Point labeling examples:
□ □ □

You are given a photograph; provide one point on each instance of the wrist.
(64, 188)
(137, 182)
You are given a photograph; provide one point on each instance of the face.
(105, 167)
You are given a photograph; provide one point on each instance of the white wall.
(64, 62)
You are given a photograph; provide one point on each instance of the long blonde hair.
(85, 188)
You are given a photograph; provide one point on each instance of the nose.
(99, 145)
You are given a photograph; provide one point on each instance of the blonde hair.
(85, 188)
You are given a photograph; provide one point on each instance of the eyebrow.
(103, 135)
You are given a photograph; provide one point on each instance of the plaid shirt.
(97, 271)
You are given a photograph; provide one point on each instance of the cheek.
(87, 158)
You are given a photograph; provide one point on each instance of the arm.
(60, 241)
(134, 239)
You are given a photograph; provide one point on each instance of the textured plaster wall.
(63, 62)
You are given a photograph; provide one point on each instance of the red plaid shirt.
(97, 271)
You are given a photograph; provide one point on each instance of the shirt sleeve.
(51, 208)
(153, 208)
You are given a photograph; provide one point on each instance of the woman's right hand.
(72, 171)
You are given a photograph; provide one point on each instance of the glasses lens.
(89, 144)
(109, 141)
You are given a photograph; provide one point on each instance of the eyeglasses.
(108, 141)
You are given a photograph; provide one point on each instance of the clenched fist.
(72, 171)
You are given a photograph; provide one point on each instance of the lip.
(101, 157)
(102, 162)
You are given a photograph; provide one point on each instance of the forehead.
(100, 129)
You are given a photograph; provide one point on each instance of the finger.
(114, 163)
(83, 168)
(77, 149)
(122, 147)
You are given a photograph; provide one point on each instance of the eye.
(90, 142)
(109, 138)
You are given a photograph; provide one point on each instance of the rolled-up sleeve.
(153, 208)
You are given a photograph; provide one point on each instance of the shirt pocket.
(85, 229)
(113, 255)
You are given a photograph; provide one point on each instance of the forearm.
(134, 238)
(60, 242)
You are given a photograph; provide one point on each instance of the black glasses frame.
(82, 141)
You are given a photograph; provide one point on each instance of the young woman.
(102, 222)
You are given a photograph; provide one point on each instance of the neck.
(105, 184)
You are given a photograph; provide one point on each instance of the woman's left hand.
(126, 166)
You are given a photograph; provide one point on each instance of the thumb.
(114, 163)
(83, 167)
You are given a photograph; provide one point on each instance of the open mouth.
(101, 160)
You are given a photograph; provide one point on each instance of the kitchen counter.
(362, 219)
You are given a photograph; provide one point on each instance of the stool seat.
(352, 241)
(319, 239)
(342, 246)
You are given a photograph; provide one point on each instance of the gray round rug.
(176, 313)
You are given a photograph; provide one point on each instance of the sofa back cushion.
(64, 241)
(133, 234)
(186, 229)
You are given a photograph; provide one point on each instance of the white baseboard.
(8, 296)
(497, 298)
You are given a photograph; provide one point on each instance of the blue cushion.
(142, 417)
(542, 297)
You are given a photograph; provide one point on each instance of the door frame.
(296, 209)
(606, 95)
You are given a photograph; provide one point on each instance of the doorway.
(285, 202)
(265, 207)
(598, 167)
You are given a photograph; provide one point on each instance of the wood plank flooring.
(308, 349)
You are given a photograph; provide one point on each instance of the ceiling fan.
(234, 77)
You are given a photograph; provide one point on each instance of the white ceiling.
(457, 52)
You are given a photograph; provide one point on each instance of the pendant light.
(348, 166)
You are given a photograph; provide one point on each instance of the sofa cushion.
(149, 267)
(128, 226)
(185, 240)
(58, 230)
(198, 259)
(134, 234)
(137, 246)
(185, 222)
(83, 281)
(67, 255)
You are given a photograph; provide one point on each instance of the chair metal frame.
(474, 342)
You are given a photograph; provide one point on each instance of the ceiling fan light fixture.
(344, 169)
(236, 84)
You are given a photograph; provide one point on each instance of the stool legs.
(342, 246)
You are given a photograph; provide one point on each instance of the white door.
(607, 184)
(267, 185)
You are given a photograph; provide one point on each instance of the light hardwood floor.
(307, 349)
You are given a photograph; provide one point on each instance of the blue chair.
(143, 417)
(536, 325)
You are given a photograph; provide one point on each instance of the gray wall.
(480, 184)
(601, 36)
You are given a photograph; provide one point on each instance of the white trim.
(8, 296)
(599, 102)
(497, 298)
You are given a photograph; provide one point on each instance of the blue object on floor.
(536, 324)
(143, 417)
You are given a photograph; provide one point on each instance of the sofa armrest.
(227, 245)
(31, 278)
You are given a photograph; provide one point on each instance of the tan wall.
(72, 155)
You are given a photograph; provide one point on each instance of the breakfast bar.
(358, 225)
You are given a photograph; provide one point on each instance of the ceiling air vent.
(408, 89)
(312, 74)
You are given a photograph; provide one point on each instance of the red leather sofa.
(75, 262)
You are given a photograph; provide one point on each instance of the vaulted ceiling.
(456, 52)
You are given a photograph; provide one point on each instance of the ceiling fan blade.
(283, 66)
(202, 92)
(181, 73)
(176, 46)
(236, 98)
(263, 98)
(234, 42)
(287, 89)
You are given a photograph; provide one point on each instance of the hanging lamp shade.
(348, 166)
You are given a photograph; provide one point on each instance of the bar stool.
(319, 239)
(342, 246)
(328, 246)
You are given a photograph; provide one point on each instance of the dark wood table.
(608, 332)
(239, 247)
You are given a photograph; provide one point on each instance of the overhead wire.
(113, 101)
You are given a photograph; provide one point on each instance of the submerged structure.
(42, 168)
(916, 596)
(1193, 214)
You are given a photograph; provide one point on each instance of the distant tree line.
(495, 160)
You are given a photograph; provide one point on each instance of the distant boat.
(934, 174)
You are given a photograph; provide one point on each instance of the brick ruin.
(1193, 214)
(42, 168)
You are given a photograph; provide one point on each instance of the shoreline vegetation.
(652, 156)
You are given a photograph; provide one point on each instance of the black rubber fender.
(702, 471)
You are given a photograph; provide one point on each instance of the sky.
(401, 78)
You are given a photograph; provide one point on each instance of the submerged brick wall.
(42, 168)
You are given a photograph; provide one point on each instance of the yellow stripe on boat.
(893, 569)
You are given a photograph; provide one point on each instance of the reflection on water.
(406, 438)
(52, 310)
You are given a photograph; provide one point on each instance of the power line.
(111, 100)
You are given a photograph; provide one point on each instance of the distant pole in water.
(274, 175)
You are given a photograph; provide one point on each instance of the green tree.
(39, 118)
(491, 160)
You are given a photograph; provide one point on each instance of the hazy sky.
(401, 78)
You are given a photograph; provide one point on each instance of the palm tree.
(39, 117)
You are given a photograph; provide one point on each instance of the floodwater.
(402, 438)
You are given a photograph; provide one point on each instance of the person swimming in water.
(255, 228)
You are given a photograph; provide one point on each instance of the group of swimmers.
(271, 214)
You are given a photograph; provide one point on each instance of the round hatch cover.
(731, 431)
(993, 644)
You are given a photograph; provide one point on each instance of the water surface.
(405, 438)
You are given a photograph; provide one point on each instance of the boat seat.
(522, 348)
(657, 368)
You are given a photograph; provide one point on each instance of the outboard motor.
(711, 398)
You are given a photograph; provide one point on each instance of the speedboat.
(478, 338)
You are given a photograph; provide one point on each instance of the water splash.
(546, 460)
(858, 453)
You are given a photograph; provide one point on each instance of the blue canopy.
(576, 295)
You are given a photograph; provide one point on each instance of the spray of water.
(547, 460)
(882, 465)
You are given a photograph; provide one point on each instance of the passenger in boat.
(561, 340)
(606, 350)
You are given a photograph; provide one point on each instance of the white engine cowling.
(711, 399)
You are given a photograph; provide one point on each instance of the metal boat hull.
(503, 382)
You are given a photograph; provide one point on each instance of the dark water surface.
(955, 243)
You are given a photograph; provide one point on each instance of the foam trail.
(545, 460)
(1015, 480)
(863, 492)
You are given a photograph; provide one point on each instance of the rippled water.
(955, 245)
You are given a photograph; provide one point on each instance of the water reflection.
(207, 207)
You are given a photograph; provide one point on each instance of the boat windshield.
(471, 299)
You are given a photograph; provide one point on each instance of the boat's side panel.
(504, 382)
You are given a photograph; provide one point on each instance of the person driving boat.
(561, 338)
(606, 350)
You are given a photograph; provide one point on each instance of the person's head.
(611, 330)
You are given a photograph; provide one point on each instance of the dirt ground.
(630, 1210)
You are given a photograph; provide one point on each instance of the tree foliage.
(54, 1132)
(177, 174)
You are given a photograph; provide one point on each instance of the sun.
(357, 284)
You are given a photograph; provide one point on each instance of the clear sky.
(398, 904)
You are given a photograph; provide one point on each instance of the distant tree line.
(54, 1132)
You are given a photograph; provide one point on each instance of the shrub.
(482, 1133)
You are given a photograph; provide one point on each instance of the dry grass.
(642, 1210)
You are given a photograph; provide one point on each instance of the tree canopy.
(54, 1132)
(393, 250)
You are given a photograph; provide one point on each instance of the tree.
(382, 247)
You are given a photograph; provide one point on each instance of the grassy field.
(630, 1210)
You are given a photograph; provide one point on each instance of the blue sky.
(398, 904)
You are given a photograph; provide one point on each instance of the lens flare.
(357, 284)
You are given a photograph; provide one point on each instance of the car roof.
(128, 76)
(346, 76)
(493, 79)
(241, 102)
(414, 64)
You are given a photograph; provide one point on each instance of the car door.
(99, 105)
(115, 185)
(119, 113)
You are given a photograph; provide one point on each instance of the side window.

□ □ □

**CHALLENGE**
Output the lines from the line containing "of the shrub." to the end, both included; add nothing.

**EXERCISE RESULT**
You are given a photograph; provide one point on each instance of the shrub.
(482, 1133)
You are given a photograph; provide one point on each instance of the dry grass.
(642, 1210)
You are given a photograph; provide one point on each instance of the tree canopy.
(54, 1132)
(393, 250)
You are given a photograph; provide one point on each instance of the tree.
(382, 247)
You are given a photograph; provide one point on each instance of the grassy field.
(630, 1210)
You are given a photograph; provide one point on each instance of the blue sky.
(398, 904)
You are given a photograph; provide one point on each instance of the lens flare.
(357, 284)
You are given a photograph; provide one point on each instance of the car roof.
(128, 76)
(346, 76)
(493, 79)
(241, 102)
(414, 64)
You are given a photograph; provide one point on each instance of the car door.
(99, 105)
(115, 185)
(119, 113)
You are given a photograph; provide one point on each instance of the side window.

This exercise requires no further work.